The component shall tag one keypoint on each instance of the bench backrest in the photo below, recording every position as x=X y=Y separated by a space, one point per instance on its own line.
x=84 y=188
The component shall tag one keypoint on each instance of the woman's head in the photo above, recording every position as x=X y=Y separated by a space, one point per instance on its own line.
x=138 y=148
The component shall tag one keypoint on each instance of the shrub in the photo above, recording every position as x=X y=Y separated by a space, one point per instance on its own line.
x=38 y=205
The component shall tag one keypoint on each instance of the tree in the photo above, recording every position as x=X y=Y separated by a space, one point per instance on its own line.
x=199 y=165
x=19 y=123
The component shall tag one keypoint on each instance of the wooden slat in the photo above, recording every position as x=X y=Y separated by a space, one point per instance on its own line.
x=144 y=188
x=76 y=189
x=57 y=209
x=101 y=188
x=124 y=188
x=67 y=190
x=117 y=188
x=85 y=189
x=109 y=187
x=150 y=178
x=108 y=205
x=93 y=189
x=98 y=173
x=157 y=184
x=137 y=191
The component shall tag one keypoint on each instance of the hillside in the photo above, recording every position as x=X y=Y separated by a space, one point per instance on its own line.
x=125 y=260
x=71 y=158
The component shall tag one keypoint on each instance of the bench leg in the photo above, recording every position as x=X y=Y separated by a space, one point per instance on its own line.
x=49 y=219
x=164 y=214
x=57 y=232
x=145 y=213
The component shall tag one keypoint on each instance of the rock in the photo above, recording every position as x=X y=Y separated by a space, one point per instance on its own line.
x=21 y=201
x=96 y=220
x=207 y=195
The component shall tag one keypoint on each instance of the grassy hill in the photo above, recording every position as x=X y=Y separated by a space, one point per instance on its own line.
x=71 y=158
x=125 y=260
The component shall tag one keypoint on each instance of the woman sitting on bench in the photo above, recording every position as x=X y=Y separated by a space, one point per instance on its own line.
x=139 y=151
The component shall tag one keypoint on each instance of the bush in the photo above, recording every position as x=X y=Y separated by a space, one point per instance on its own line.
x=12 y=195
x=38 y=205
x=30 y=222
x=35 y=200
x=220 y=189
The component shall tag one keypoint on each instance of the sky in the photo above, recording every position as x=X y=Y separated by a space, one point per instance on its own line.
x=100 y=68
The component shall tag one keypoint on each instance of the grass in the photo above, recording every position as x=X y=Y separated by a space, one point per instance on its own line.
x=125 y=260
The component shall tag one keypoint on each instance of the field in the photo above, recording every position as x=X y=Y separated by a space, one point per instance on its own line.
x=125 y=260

* * * *

§ **REQUIRED ACTION**:
Nothing in the records above may differ in your copy; retype them in full.

§ **COMPLETED TASK**:
The component shall tag one keypoint on each instance of the bench backrest in the photo below, recording every position as x=X y=Y separated by a space, one point per instance on its own line.
x=84 y=188
The component shall tag one keypoint on each instance of the woman's head in the photo above, recording every position as x=X y=Y separated by a space, one point per instance on its own line.
x=138 y=148
The component shall tag one keypoint on each instance of the shrub in the photo above, recording every position as x=X y=Y separated by a space, one point per instance on its own line.
x=38 y=205
The component shall tag one keypoint on each instance of the tree in the photo above, recording every position as x=X y=Y separated by a space, one point per instance on its own line.
x=199 y=165
x=19 y=123
The component shall tag one keypoint on each instance of the wooden slat in the photo above, recording every position as x=X y=Y separated by a space, one point per instance on its own line.
x=144 y=188
x=76 y=189
x=57 y=209
x=101 y=188
x=124 y=188
x=67 y=190
x=117 y=188
x=85 y=189
x=109 y=187
x=150 y=178
x=108 y=205
x=93 y=189
x=98 y=173
x=157 y=184
x=137 y=191
The component shall tag one keypoint on each instance of the hillside in the photo above, recording every position as x=X y=Y separated by a space, one point per instance on its own line.
x=125 y=260
x=71 y=158
The component shall tag one keypoint on each instance of the bench leg in the photo above, recording every position as x=X y=Y separated by a space, one point per instance on its own line.
x=49 y=219
x=164 y=214
x=57 y=232
x=145 y=213
The component shall tag one keypoint on each instance of the rock in the photo above, recording every position as x=X y=Y separated by a space, one point per instance on its own line.
x=21 y=201
x=96 y=220
x=207 y=195
The component shall tag one keypoint on each instance of the grassy hill in the photo above, recording every position as x=X y=Y separated by a space, one point per instance on its own line.
x=71 y=158
x=125 y=260
The component shall tag one keypoint on each instance of the woman sitting on bench in the photo above, recording every position as x=X y=Y separated by a space, one point per instance on its own line.
x=139 y=151
The component shall tag one keypoint on each instance of the bush in the photo above, recording every position as x=X y=Y separated by a space, one point per instance on its own line.
x=12 y=195
x=38 y=205
x=30 y=222
x=35 y=200
x=220 y=189
The component shall tag one keypoint on each instance of the sky in the photo above, recording every position as x=X y=Y separated by a space, one point per instance on its own line.
x=100 y=68
The component shall tag one keypoint on each instance of the grass in the photo above, recording every position as x=X y=Y separated by a space, one point per instance on its own line.
x=125 y=260
The component shall tag one keypoint on each instance of the field in the photo above, recording every position as x=X y=Y separated by a space, one point per instance on its own line.
x=125 y=260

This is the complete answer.